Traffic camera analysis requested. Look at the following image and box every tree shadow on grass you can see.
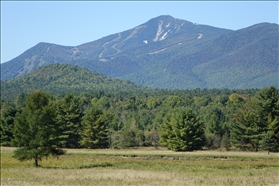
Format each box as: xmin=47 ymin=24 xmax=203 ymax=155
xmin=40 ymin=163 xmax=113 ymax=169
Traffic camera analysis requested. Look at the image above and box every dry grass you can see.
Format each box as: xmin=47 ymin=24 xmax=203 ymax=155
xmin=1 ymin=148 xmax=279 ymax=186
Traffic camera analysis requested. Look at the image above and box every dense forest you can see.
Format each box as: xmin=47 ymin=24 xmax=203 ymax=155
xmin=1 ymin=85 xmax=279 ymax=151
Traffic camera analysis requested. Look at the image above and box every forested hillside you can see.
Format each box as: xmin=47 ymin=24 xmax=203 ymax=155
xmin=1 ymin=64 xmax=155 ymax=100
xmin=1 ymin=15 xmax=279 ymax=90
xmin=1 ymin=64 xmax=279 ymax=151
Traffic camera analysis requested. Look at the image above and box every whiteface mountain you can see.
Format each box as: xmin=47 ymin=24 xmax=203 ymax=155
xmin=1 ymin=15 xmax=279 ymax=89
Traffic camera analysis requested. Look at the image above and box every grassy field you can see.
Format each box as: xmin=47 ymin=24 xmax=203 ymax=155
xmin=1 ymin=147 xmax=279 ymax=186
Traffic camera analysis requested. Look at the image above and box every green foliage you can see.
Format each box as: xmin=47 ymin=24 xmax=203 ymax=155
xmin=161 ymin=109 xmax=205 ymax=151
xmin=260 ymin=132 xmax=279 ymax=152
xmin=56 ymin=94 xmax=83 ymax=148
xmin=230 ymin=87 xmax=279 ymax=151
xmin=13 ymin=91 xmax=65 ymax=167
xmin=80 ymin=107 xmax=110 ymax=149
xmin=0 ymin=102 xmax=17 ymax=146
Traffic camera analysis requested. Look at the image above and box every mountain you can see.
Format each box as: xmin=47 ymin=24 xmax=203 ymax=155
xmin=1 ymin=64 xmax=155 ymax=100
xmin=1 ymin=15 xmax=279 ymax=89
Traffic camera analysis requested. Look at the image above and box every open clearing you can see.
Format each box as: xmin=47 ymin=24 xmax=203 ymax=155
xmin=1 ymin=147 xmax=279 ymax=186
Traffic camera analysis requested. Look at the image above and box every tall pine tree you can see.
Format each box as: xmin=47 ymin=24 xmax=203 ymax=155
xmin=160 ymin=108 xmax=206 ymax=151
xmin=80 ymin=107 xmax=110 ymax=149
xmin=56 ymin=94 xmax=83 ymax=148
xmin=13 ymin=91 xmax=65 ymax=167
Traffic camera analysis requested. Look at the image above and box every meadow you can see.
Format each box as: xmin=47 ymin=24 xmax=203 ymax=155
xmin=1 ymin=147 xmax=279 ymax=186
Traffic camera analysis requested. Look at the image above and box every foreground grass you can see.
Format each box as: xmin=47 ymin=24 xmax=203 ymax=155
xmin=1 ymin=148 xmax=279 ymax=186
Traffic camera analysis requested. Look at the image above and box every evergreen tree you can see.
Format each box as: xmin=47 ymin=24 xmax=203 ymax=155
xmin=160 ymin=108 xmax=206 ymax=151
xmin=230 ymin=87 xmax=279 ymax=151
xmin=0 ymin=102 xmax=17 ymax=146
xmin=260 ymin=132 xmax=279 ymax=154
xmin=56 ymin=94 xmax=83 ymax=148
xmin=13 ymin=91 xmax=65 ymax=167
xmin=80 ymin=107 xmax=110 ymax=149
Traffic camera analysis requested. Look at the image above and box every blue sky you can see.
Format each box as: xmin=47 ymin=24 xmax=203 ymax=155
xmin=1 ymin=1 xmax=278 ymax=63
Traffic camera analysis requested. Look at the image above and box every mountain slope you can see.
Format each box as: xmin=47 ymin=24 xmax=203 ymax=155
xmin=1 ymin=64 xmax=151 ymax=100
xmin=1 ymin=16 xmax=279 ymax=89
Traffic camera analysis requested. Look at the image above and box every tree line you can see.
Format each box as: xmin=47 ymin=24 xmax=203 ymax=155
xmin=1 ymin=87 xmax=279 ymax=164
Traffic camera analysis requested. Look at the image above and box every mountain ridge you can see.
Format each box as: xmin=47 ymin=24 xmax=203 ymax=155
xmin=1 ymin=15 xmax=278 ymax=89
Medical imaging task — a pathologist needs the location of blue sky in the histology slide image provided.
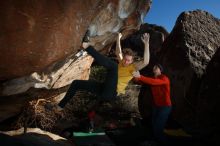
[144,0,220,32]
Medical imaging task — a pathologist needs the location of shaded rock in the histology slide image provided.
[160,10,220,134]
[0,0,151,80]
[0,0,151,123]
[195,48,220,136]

---

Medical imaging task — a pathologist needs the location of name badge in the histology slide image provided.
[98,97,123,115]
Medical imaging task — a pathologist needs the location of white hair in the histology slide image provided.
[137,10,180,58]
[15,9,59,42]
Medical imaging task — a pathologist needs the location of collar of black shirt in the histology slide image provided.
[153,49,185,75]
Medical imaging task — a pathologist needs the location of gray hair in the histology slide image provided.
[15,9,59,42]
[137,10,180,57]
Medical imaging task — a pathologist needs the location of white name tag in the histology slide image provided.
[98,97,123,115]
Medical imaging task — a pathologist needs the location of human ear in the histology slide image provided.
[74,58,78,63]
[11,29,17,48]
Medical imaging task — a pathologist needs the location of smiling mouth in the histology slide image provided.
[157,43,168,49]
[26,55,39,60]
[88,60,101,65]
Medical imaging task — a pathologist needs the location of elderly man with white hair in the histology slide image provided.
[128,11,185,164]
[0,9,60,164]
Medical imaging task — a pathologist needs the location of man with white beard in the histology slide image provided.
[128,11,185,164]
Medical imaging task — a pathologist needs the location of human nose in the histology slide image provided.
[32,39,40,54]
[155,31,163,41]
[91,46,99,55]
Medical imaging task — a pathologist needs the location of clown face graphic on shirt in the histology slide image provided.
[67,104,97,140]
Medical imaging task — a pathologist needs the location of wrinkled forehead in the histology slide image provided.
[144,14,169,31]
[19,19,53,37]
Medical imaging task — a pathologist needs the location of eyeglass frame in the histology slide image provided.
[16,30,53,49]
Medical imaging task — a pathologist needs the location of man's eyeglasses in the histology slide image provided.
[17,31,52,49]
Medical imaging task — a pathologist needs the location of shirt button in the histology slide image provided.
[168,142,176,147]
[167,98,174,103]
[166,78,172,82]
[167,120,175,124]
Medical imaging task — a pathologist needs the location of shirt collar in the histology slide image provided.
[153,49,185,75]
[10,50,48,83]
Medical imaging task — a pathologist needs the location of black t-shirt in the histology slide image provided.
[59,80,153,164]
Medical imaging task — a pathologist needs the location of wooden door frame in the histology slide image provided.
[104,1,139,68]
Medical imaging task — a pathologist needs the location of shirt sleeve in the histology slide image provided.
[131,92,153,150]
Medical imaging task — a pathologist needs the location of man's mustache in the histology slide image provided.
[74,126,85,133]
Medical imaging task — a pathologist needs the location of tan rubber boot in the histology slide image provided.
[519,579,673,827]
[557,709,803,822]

--

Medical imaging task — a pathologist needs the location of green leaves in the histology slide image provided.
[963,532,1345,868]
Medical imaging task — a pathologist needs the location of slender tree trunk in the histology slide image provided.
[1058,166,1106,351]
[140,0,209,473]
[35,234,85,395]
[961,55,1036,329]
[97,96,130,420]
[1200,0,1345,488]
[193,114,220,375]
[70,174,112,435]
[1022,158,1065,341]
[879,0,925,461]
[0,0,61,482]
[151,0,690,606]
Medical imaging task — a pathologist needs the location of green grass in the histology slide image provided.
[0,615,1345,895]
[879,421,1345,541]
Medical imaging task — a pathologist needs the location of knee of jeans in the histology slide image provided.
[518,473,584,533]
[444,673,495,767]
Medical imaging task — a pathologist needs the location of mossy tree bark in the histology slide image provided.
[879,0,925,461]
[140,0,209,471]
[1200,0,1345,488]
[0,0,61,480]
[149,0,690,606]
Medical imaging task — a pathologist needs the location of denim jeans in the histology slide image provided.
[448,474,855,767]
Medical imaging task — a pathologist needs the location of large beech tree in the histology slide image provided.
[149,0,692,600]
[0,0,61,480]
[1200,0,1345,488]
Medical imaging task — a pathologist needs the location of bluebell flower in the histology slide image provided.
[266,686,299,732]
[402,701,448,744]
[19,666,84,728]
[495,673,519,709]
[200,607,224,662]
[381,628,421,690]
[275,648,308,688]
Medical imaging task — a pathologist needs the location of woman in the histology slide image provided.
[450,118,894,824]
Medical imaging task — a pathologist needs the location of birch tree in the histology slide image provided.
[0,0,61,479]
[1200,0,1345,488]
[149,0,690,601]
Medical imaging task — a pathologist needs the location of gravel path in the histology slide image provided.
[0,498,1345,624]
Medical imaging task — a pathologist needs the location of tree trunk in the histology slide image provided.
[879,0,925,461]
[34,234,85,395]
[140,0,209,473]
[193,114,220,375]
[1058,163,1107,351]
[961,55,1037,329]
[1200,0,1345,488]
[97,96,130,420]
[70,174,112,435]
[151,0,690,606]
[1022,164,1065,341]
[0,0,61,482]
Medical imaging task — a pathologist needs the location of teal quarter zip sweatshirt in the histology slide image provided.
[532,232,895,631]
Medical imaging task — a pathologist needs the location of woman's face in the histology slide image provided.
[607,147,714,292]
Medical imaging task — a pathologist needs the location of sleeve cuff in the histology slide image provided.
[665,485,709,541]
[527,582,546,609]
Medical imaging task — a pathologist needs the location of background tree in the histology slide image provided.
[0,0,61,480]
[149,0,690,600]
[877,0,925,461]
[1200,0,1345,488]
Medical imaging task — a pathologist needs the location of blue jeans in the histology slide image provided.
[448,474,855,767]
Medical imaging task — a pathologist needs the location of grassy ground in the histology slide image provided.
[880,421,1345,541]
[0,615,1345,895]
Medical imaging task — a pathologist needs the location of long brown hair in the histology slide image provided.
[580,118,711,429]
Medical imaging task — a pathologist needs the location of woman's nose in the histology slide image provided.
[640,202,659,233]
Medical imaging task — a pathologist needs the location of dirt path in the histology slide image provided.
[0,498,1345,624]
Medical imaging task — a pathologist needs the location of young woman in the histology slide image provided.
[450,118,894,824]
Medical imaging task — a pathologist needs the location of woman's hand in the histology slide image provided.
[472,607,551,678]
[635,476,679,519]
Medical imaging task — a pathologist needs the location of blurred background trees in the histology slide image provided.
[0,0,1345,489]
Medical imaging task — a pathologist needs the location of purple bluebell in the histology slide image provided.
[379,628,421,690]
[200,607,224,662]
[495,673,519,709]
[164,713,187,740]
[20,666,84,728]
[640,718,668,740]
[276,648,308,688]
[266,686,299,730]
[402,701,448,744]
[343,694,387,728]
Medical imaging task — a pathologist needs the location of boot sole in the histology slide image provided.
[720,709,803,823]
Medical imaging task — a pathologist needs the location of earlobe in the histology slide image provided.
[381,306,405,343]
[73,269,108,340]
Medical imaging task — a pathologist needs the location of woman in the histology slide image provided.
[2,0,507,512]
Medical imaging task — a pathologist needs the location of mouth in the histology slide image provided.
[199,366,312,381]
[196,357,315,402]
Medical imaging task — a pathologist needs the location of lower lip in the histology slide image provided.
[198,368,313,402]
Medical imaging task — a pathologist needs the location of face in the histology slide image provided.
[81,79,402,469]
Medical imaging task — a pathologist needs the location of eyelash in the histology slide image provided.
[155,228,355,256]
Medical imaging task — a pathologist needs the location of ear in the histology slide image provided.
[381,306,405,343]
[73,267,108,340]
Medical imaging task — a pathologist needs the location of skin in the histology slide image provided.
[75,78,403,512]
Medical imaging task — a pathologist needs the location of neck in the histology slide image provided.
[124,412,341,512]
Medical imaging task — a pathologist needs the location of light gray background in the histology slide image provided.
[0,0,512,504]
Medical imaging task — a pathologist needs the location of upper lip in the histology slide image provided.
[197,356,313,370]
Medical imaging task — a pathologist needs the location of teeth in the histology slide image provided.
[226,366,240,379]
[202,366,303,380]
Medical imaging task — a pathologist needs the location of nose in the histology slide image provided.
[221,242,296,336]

# Objective
Reproduce only the data from the line with "human ear in the histology slide image provided." to the line with "[91,46,99,55]", swapping "smiling mouth" for "open mouth" and keeping everything else unchanged.

# Expected answer
Medical imaging task — a pathologist needs the location of human ear in the histology slide image provided.
[74,58,78,63]
[11,29,17,48]
Medical imaging task — a pathologist needs the location of open mouth in the histology slide image provided.
[157,43,168,49]
[26,55,39,60]
[88,60,101,65]
Medical imaging task — a pathologist needs the location of elderly man with white hair in the histology slide image provided.
[128,11,185,164]
[0,9,60,164]
Medical imaging task — a pathologist needs the location of man with white beard in the histology slide image provided.
[128,11,185,164]
Medical imaging task — a pathologist needs the location of human nose in the histology slide image provided.
[32,39,40,54]
[155,31,163,41]
[91,46,99,55]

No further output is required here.